Work to complete. Print, please, the line that contains "<point>295,25</point>" and each line after it to the end of the entries, unchanged and with nothing else.

Point localization data
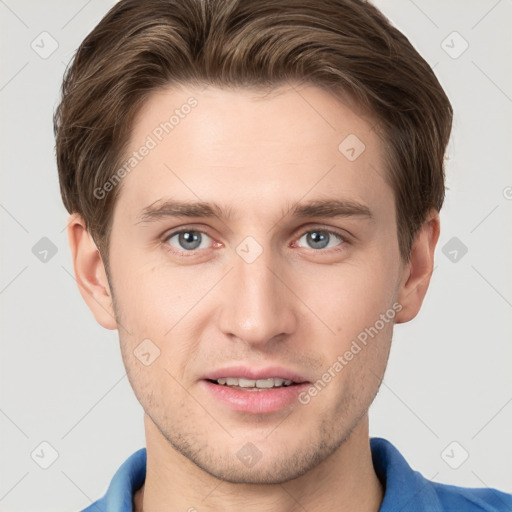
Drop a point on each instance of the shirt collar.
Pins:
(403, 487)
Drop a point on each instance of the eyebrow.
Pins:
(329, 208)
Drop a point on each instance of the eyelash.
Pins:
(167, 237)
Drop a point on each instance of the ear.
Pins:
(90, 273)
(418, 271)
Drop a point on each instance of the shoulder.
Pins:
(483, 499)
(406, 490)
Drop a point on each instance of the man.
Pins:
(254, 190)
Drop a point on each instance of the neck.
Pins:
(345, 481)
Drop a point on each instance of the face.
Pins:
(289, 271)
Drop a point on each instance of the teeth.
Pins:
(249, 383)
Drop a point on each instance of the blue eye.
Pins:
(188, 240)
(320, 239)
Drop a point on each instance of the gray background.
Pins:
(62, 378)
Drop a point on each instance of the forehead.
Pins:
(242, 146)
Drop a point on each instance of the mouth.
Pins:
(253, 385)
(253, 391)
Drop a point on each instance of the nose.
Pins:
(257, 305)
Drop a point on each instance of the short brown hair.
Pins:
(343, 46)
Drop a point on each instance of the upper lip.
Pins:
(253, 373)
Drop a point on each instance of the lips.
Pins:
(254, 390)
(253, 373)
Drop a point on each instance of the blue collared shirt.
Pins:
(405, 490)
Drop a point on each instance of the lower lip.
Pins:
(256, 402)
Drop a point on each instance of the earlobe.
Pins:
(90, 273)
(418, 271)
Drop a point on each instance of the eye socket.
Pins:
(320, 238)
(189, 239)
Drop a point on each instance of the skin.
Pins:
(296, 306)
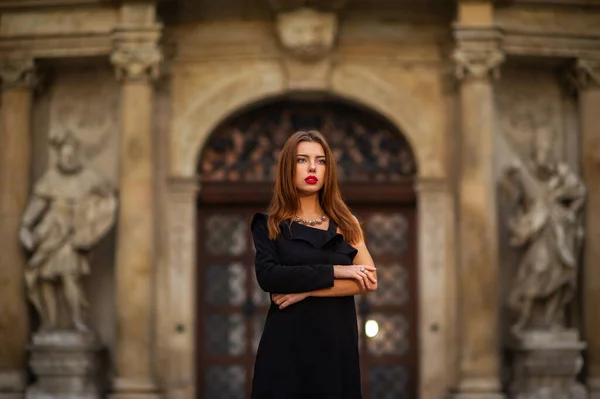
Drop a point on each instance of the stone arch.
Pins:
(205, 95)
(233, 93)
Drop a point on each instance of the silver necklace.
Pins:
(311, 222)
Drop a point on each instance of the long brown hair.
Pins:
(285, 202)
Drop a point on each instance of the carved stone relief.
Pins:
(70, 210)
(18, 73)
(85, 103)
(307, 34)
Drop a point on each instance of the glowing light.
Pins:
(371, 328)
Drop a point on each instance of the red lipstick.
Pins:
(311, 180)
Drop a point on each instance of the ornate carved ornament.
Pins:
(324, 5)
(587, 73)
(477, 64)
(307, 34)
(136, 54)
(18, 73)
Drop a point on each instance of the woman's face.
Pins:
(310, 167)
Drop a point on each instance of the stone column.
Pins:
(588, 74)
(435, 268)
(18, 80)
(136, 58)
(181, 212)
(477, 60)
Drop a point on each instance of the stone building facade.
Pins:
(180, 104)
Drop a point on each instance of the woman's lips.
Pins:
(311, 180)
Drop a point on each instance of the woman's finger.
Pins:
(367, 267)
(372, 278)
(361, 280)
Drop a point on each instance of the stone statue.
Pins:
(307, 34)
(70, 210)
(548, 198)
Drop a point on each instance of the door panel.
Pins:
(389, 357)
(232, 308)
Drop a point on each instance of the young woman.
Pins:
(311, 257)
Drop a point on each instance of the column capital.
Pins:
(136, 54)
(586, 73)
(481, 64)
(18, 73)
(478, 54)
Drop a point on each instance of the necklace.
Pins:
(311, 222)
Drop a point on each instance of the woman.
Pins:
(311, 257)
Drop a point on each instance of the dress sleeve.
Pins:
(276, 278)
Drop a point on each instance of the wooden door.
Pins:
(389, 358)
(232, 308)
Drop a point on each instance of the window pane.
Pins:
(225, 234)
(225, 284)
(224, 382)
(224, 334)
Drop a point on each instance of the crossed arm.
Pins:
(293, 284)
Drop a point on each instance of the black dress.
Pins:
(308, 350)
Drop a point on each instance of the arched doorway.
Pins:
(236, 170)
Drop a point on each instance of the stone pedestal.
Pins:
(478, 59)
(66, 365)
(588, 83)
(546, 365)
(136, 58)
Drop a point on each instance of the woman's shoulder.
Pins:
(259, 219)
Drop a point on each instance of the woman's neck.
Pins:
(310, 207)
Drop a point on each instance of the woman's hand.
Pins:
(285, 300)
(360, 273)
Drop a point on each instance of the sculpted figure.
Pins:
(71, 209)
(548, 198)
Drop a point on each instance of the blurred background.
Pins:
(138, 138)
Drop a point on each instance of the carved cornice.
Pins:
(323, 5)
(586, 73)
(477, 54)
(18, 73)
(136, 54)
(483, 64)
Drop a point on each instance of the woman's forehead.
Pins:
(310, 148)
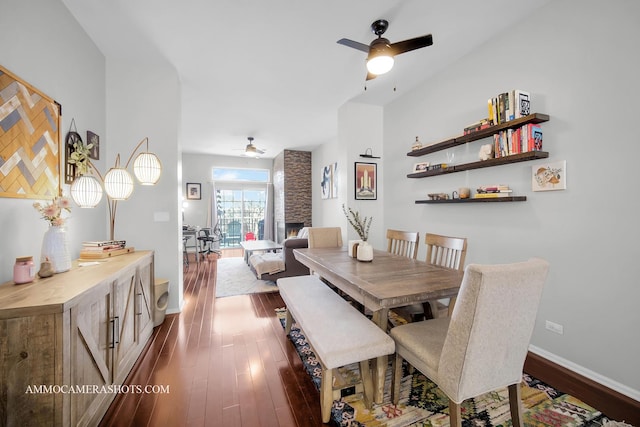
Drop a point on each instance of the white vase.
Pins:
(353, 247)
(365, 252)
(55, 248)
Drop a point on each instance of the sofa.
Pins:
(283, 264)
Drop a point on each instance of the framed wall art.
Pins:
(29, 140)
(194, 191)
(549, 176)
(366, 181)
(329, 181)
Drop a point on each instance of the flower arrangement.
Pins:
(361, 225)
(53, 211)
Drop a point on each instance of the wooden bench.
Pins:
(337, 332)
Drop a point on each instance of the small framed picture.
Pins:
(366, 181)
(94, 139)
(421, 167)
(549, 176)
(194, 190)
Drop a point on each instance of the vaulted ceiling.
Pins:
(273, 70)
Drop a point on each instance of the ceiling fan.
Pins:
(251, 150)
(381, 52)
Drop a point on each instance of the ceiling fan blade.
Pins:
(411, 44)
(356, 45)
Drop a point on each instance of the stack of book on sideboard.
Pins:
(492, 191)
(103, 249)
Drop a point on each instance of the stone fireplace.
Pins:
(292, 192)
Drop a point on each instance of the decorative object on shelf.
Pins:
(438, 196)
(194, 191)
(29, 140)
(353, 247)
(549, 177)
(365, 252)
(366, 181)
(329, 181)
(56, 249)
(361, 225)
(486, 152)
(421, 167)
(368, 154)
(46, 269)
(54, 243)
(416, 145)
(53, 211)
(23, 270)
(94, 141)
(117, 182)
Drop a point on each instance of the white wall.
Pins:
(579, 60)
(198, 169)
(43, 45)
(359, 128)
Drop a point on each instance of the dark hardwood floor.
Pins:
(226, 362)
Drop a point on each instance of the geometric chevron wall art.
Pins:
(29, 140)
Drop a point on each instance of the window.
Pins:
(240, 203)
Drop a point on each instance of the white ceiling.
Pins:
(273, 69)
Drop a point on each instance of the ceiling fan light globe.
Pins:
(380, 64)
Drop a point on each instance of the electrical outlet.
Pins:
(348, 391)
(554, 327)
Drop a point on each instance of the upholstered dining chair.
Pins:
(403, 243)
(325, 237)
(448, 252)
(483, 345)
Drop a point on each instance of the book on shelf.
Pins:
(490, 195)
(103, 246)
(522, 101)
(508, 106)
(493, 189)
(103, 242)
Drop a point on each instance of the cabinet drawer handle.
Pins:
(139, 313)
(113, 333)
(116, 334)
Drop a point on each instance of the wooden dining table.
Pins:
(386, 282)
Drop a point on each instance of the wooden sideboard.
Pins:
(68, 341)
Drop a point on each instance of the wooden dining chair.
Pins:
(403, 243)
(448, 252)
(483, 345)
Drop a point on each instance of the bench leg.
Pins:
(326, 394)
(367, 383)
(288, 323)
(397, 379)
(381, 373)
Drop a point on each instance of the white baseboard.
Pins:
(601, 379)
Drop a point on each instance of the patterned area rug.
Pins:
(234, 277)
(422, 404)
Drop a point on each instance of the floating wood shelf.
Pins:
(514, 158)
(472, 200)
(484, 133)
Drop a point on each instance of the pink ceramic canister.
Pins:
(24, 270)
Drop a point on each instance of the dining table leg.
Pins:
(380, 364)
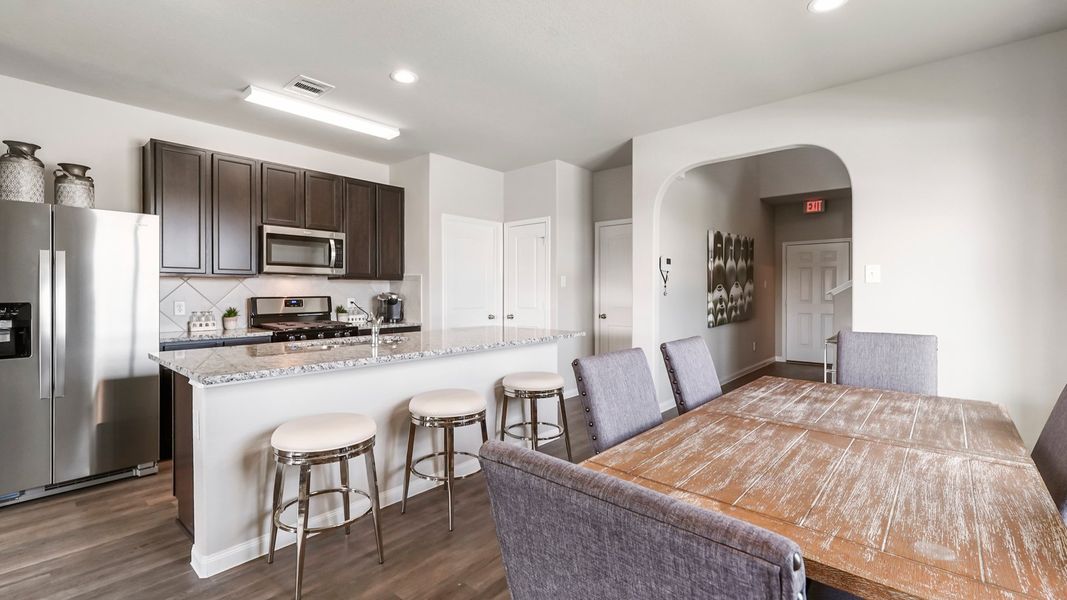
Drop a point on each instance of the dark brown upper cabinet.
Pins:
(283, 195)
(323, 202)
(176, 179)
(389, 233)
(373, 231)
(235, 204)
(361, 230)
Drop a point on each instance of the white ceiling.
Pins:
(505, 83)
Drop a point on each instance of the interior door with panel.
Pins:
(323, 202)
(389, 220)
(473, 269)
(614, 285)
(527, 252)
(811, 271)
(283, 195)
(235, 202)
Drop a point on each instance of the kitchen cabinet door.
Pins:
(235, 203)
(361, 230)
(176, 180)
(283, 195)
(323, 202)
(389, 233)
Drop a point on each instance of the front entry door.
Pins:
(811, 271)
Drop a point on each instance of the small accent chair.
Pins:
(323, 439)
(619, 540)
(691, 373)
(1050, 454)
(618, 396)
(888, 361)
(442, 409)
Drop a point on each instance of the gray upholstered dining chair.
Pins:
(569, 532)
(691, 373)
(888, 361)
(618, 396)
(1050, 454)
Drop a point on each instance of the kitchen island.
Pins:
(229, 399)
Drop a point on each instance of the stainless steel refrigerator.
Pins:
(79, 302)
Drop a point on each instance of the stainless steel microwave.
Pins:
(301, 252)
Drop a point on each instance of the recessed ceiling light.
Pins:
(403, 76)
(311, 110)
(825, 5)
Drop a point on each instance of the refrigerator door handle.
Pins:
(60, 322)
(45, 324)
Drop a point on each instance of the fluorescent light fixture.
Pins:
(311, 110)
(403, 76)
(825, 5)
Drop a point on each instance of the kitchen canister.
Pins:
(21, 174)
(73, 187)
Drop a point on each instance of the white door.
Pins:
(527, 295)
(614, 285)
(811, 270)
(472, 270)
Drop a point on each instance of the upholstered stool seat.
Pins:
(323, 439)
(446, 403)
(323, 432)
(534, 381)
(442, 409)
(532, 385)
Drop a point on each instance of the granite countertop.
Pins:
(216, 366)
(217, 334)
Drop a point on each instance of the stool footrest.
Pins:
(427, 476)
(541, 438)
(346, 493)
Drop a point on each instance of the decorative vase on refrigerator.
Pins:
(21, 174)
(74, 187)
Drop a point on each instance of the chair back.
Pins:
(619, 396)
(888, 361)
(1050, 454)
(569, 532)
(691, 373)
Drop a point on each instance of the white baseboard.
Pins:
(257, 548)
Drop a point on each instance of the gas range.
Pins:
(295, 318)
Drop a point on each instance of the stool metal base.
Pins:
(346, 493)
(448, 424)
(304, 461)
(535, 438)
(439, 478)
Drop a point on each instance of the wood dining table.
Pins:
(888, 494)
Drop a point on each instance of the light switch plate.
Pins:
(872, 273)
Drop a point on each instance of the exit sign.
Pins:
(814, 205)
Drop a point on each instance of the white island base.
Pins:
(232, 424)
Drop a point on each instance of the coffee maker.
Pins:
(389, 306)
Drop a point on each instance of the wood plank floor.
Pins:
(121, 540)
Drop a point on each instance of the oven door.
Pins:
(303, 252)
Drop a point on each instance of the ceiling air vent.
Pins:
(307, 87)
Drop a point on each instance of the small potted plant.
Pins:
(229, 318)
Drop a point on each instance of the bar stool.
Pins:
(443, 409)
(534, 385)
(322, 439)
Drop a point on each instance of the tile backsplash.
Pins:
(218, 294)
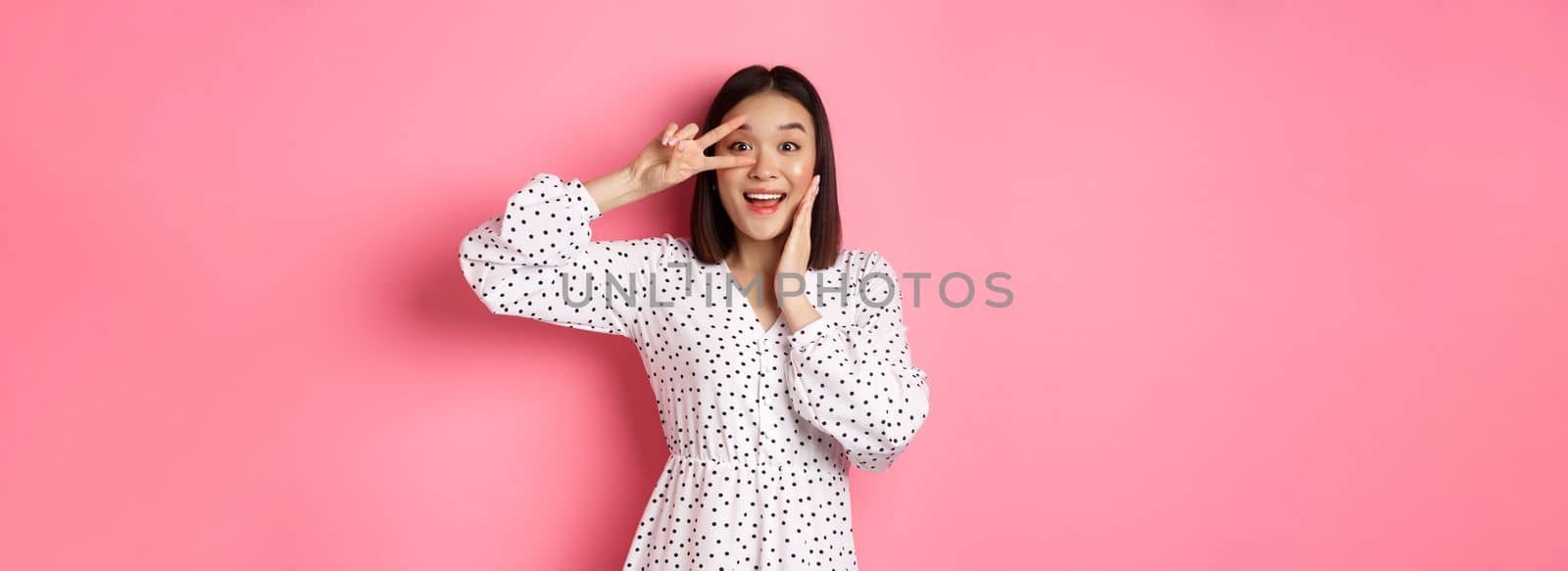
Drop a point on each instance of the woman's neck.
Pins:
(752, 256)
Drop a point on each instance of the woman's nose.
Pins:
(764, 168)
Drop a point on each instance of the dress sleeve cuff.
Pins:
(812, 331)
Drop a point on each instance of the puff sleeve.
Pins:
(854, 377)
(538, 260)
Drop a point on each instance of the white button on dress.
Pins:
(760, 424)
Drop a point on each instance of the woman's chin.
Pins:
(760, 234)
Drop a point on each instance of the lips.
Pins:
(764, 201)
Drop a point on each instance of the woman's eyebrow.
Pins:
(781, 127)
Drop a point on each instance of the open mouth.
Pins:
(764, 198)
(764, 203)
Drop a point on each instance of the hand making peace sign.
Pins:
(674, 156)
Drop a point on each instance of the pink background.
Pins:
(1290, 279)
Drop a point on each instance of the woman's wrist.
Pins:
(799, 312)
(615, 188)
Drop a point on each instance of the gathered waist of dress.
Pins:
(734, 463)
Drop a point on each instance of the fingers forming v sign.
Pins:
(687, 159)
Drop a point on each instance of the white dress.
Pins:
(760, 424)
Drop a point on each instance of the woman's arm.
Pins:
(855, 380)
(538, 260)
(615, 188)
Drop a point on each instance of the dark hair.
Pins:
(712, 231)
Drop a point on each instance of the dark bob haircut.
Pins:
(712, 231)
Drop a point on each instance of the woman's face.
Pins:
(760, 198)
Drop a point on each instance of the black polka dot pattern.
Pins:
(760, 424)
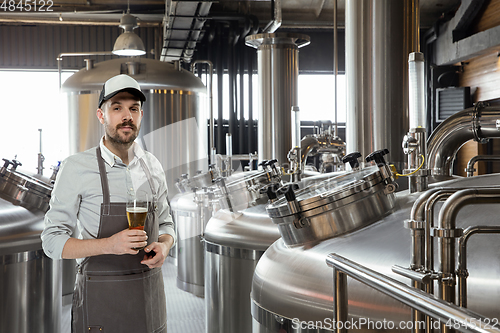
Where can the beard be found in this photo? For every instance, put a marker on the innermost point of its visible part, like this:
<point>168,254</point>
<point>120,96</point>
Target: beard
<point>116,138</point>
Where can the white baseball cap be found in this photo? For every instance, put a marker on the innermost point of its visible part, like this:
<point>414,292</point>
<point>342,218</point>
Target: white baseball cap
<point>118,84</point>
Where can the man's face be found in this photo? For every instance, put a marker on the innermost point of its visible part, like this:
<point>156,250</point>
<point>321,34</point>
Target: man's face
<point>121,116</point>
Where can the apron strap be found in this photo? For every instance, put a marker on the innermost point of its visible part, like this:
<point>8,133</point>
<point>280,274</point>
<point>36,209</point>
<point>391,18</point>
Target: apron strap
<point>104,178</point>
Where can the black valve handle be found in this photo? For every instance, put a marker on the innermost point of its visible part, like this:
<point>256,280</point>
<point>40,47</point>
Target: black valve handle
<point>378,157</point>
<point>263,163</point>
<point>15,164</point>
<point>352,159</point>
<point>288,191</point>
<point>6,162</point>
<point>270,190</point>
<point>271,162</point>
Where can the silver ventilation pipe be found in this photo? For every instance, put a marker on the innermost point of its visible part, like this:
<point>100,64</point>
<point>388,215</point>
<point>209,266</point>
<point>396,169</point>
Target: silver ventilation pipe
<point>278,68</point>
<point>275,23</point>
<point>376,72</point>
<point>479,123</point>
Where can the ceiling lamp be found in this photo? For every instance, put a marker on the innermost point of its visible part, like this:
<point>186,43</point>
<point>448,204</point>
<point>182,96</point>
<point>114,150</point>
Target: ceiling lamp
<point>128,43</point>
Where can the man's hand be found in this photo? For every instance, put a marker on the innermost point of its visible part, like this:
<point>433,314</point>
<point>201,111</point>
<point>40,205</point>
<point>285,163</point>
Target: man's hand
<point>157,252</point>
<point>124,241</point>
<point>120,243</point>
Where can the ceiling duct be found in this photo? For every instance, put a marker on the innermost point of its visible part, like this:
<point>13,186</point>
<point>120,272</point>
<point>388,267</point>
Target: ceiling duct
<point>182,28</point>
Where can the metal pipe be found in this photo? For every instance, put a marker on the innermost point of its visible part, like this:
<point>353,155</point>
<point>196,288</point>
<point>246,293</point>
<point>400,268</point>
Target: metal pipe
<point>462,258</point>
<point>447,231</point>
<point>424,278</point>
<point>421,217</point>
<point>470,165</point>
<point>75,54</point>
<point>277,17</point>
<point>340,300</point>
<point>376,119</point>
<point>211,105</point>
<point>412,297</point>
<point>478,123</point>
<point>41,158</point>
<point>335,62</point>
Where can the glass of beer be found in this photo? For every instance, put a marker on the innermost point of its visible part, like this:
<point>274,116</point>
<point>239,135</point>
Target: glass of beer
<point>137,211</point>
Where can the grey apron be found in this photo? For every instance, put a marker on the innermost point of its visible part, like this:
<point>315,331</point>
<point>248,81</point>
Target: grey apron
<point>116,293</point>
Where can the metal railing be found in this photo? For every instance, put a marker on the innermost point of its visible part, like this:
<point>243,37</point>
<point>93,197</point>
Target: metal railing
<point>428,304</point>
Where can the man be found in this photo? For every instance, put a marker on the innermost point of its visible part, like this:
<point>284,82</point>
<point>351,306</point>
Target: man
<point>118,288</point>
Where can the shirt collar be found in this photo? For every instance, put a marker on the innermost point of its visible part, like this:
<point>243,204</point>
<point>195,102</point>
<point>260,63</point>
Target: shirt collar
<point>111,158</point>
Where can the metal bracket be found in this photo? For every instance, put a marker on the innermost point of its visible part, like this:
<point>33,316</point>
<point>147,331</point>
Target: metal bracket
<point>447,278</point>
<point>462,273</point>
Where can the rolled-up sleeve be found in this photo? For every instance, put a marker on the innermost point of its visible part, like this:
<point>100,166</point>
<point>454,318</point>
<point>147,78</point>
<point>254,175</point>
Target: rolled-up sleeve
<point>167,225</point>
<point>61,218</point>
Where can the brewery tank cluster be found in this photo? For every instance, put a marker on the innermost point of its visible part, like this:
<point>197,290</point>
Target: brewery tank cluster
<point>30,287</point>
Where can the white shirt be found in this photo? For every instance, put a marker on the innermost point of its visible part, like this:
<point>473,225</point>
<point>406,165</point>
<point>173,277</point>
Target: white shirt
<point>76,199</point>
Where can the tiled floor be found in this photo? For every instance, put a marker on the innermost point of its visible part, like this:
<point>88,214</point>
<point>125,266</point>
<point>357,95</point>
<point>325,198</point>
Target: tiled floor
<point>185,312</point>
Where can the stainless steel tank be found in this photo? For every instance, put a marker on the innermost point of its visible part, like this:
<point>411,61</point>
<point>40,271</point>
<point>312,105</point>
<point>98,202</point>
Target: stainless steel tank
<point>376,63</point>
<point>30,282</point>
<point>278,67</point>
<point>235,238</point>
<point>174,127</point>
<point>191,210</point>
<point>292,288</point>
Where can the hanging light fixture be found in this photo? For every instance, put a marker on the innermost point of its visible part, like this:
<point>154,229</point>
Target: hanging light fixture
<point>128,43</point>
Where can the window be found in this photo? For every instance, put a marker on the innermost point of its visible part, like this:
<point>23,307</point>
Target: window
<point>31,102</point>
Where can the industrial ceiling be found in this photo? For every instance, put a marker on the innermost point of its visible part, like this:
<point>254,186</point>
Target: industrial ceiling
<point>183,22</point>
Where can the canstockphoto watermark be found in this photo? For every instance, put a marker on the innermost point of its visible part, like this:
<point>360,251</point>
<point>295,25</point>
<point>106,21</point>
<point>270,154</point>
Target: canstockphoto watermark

Exercise result.
<point>295,25</point>
<point>106,21</point>
<point>270,154</point>
Target: canstockphoto watermark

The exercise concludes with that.